Before copying, remove every picture, and then repeat all entries below precisely as written.

Exercise data:
————
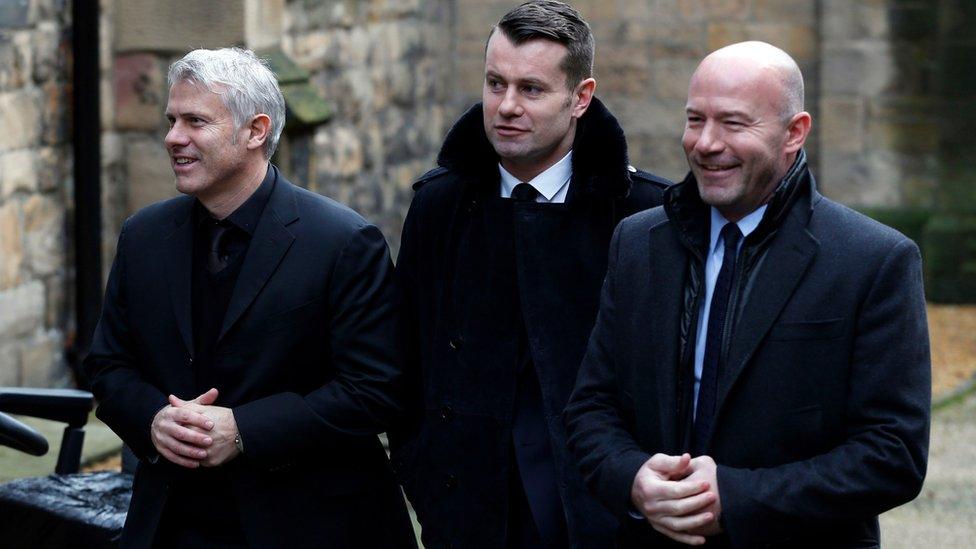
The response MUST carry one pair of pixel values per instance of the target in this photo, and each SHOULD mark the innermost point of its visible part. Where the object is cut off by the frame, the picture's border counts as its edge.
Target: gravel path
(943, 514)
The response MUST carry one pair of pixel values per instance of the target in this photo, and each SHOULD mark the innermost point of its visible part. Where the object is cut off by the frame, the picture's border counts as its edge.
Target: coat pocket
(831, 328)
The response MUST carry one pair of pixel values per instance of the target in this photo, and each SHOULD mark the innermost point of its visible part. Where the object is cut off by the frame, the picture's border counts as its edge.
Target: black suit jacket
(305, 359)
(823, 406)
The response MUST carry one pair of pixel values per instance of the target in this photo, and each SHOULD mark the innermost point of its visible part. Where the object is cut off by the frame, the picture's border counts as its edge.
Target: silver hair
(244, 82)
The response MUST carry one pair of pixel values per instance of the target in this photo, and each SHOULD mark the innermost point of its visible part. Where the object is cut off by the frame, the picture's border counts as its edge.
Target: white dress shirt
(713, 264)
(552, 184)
————
Your solution:
The response MUST carry one pair of pixel values per instance of the target in this photo, and each SHOULD mark the innermost point of its visible part. Where the object is cut off by the frame, the picture's border counts as its edge.
Target: gravel path
(943, 514)
The response MUST carry one pair of pixel values per instance of the target in this photo, and each SHOULD mark the innermost point of its visible part. Where the object is cut off by the frame, the picture's border counts as its edge.
Target: coat pocket
(831, 328)
The response MUST carry one pair of pixel values per instance of the target in this photo, and each SHOULD mark the innermost point of its visible part. Where the object is cut off by the frame, the picture's border counts as its edge.
Target: black suit jacket
(305, 359)
(823, 406)
The response MUST carry one pair of pixel values per instance of the target in this photo, and each SHOULD mark the innermost point of its visible part. Where the object is cut off by the frame, the picture's border counts as its edge.
Target: silver hair
(244, 82)
The response MUST carry one pair of pixel values per instance of the target in this photo, and each SHOULD mark the innermost point of its visible part. Where the object is cut off by the frame, the picture's border counts as its edge.
Target: white dress shirt
(713, 264)
(552, 184)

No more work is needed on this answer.